A New Dawn Or A Proper Charlie?
Over the weekend, rumours – don’t you just love ‘em – emerged that my club, Walsall, had seen a bid for a much-needed striker accepted by another club. By Monday, us expectant fans were at fever pitch. Would it be a marquee signing? Someone experienced, maybe? Or would it be a rising star fresh from a Premier League academy conveyor belt? A non-league goal machine, possibly?
The news that emerged was beyond the wildest dreams of even the most optimistic and world-weary Saddler. The club had been sold.
Only Walsall could deflect the lack of a striker by doing something like this instead. But forget about the need to score goals in League Two for a minute. There’s more than a week before the transfer window closes for all that. This news was a biggie. Perhaps the biggest.
For the first time since Christmas 1988, Jeff Bonser will no longer be connected to the club. For the first time since 1991, he won’t be our chairman and owner. In previous articles I’ve touched upon the previous owner; flamboyant and ultimately reckless businessman, Terry Ramsden, whose helicopter entrance and, of course, money, had ushered in a promotion to the second tier in May 1988.
The following season, despite a decent start, things went downhill rapidly. A long run of successive defeats made the 4-0 win in the play-off final’s third and deciding game (I was sixteen at the time) and David Kelly’s hat-trick already feel like a long time ago. Relegation was assured well before the end of the campaign and during it, the collapse of Ramsden’s empire alongside the Tokyo stock market saw the club come perilously close to being folded by Japanese administrators.
A group of local businessmen, including one Jeff Bonser, came along, lifting the club off its knees and overseeing the move from our then-home to a newly-built Bescot Stadium in 1991. By then, the club had slipped to the fourth tier.
Although there are many fans who could tell this better than me, as I understand it, a deal by Bonser, and his brother, to buy the lease to the then recently-opened new stadium, and then the freehold four years later, meant that the club has effectively paid rent to use ‘their’ ground ever since and this has been a – if not the – source of discontent amongst fans; one that has grown season on season.
Quick disclosure; I’ve never been a hater although I won’t pretend either that the news this week wasn’t welcome or needed.

════════════════

*GIVEN PROBLEM 1:*
Change the stretch of the Walsall post from "Over the weekend, rumours" through "goal machine, possibly?", replacing "rumours" with "reports".

*MATERIAL FOR THIS EXERCISE:*
════════════════

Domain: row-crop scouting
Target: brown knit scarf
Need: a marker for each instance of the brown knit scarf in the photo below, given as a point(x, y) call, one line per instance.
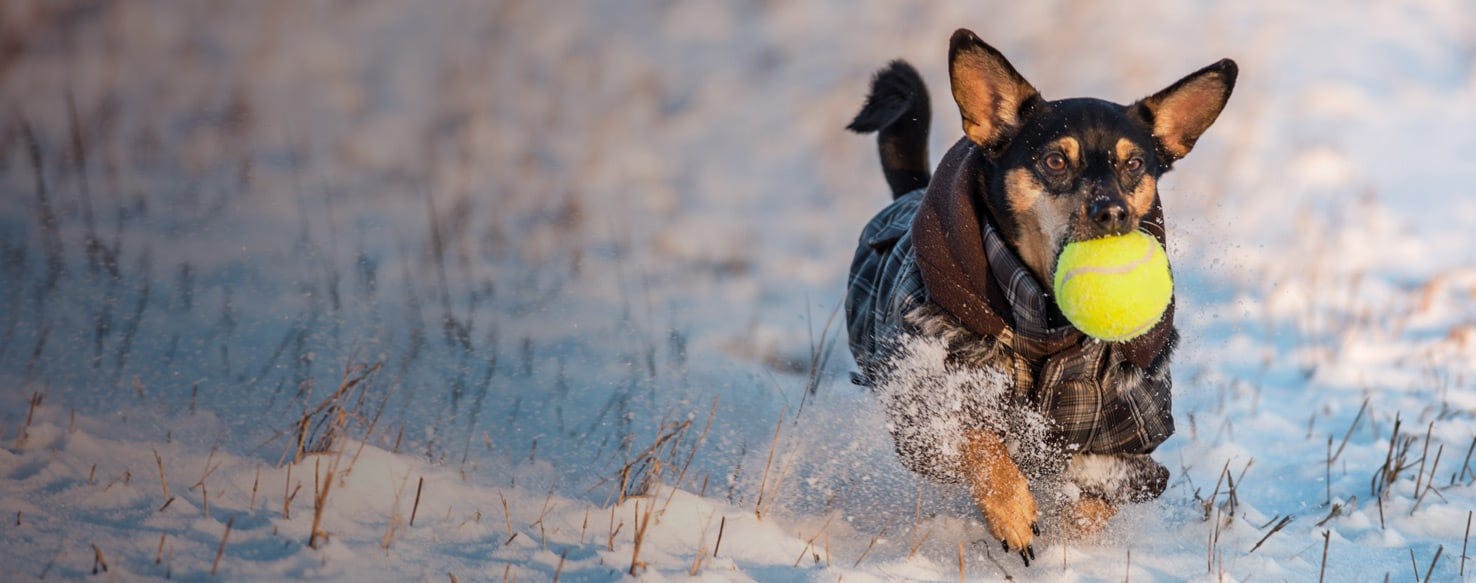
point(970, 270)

════════════════

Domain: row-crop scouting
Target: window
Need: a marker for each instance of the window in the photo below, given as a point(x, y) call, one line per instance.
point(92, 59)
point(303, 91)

════════════════

*GIVEN PROBLEM 2:*
Extract every line of the rows above that contains the string "point".

*EXERCISE RESULT 1:*
Over the weekend, reports – don’t you just love ‘em – emerged that my club, Walsall, had seen a bid for a much-needed striker accepted by another club. By Monday, us expectant fans were at fever pitch. Would it be a marquee signing? Someone experienced, maybe? Or would it be a rising star fresh from a Premier League academy conveyor belt? A non-league goal machine, possibly?

*EXERCISE RESULT 2:*
Need: a marker for each instance of the brown knit scarf in the photo below, given as a point(x, y) call, one line per instance.
point(970, 270)
Need: a marker for each instance of the window in the photo below, given as a point(x, y) call, one line per instance.
point(92, 59)
point(303, 91)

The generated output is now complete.